**WORK ITEM:** Locate every line below that contains the word "Target" and copy it.

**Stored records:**

=== Section Start ===

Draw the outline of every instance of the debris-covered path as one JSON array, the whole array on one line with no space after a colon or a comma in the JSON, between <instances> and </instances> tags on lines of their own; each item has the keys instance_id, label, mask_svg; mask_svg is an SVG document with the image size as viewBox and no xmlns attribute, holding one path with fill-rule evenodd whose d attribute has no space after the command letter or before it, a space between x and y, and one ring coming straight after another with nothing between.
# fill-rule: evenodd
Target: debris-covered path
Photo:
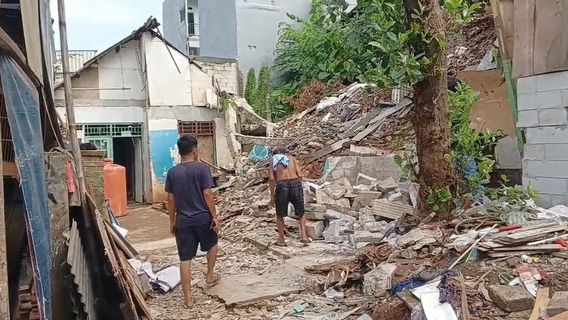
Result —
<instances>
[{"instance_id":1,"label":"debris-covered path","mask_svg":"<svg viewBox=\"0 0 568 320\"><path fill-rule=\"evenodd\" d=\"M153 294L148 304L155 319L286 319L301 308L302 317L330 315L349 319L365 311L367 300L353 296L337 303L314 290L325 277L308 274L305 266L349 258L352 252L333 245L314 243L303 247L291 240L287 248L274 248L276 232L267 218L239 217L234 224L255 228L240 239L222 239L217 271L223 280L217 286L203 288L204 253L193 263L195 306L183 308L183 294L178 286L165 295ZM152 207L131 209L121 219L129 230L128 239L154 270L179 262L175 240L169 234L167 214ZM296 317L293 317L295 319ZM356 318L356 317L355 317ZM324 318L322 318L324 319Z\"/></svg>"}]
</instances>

=== Section End ===
=== Section Start ===

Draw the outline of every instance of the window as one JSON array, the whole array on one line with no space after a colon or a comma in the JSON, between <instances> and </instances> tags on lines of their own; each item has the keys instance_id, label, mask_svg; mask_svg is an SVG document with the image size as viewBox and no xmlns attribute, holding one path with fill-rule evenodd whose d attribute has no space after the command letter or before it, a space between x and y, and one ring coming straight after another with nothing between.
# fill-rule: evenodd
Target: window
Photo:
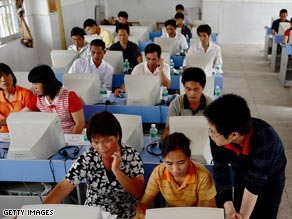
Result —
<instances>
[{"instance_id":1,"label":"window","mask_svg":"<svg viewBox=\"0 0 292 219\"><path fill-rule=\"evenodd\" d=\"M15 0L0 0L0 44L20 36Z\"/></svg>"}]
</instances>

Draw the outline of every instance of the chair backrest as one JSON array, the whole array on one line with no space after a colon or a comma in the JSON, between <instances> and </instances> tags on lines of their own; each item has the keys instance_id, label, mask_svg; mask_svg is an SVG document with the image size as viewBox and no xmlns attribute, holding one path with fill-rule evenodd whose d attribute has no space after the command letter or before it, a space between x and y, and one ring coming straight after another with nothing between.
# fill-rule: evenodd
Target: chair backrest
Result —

=== Section End ===

**THE ANSWER:**
Target: debris-covered path
Target: window
Target: chair backrest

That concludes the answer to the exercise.